= What the task asks =
From the listing below, copy only the lines running from the line that contains "Target: metal door latch" to the line that contains "Target: wooden door frame", both included.

══════════

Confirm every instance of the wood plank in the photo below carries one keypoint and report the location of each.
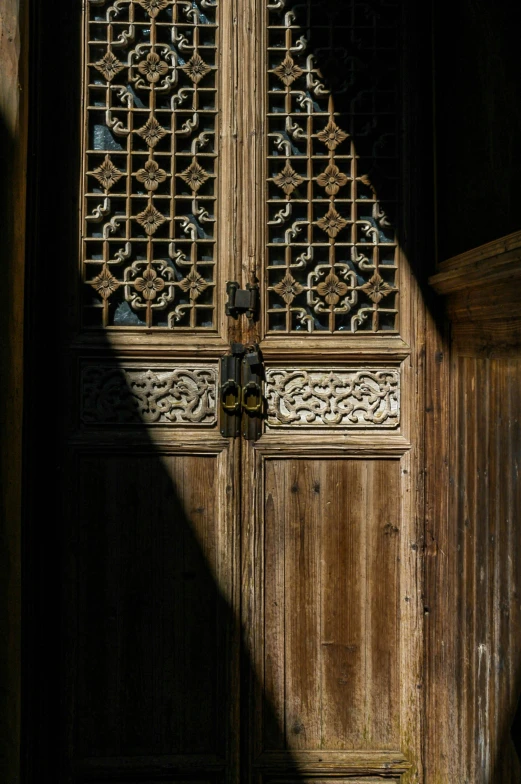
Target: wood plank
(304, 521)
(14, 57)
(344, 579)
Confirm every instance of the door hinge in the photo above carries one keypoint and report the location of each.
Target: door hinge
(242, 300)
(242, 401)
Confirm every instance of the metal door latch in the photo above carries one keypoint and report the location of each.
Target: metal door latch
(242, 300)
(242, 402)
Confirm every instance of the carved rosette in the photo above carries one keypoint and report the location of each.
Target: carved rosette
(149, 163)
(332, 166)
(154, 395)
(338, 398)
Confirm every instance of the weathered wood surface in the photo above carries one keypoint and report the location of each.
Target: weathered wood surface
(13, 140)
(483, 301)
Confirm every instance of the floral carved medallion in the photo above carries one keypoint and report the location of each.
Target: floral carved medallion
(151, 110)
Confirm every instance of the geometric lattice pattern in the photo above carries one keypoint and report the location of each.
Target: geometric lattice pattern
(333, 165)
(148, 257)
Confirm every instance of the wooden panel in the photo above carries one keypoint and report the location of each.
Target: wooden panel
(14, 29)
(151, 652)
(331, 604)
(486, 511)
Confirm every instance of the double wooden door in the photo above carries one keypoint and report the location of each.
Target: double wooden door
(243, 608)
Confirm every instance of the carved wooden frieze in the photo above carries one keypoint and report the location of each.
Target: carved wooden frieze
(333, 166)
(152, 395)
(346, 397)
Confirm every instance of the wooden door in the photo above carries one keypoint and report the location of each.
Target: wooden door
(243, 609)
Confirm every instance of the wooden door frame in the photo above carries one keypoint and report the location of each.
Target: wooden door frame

══════════

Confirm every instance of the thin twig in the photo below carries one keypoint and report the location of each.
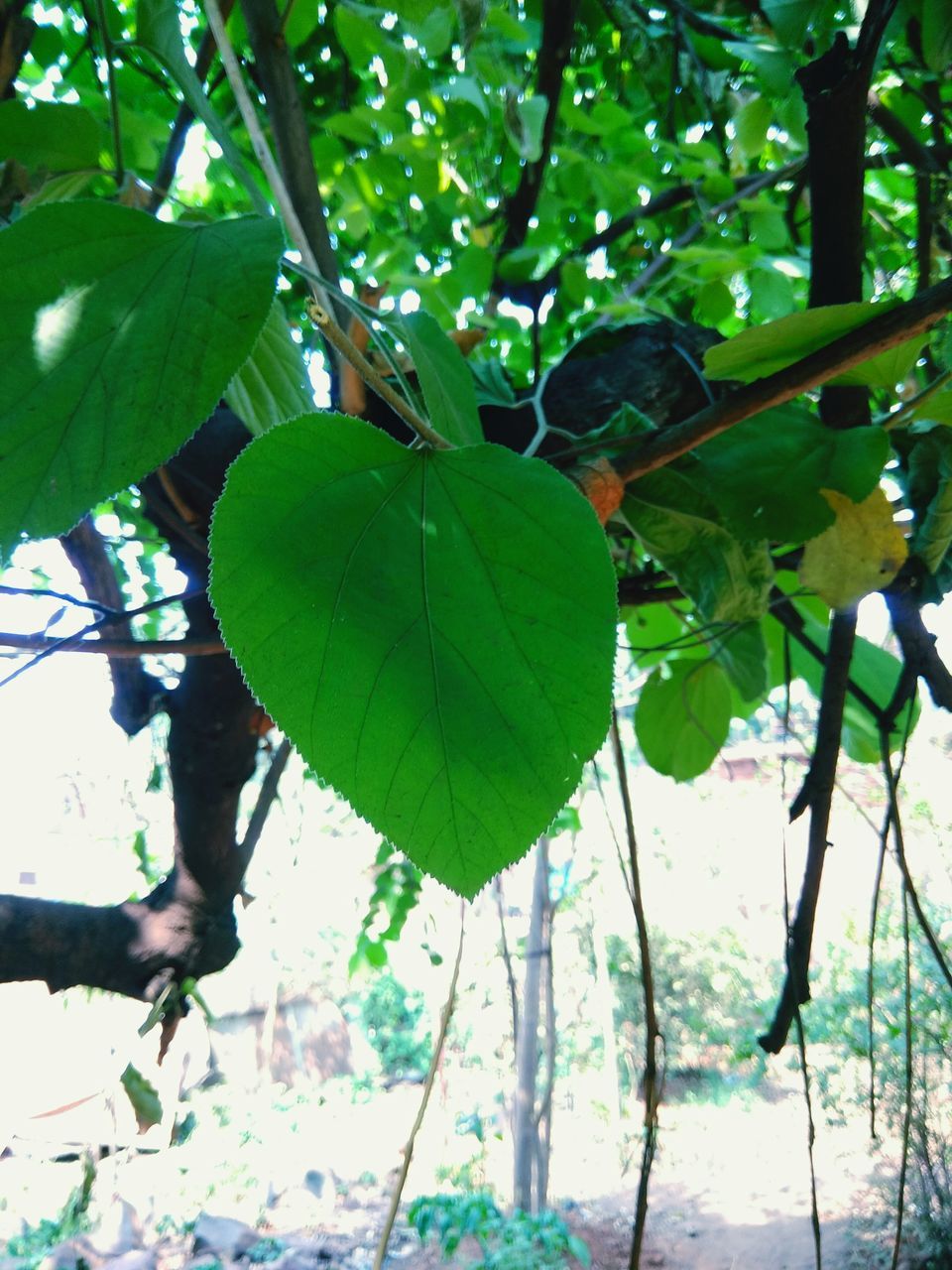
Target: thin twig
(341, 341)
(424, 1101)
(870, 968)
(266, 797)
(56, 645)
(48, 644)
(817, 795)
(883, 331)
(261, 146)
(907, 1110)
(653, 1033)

══════════

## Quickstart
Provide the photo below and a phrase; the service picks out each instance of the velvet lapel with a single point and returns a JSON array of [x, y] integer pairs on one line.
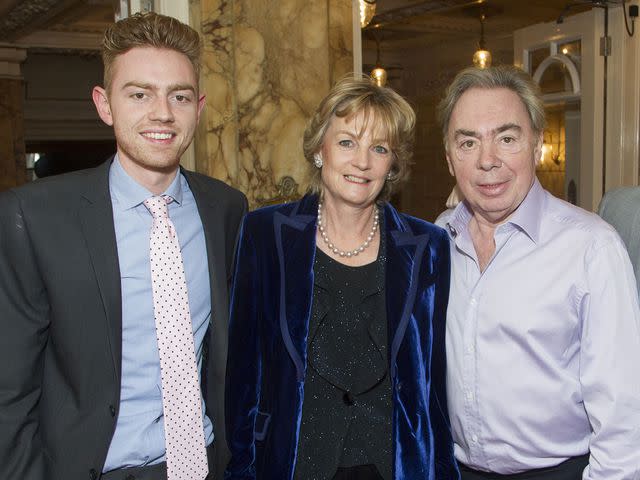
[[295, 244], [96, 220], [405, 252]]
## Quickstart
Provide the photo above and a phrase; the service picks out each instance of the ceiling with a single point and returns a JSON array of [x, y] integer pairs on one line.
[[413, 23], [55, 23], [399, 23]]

══════════

= Exercise result =
Target: metal door latch
(242, 300)
(242, 402)
Confirm every instance of the carved rosette in the photo above carries one keypoint and report the location of each.
Target: carved rosette
(149, 163)
(332, 166)
(154, 395)
(338, 398)
Confirm every instance of the weathered wood surface in the photo above carries one keypoint and report the location of each.
Target: weathered wood surface
(13, 140)
(483, 301)
Confirm every instance of the floral carved medallion in the photo above carries one keypoint and report the location of each.
Target: floral carved medallion
(151, 110)
Confirm every instance of the geometric lattice pattern in the photo above carries one keypoint and report the location of each.
Target: geometric lattice pattern
(333, 165)
(148, 257)
Confirm every instance of the wooden panel in the photo above carries one keypoint and report the location of each.
Target: wooden panel
(14, 29)
(151, 652)
(331, 604)
(486, 511)
Confirm every instance of the double wooden door in the photo above carries one keypoint and report the location of each.
Target: double wooden door
(243, 608)
Confirm every instance of the carved wooden frieze in the photo above carries one keypoint and report the location of each.
Target: carved wooden frieze
(333, 166)
(152, 395)
(346, 397)
Confirm every instance of the wooden door in the photo above carries one keypoint and report the location of each.
Target: wooden door
(243, 609)
Confirm every instance of the wooden door frame in the photo above carries one keypoint and report the location of each.
Target: wooden door frame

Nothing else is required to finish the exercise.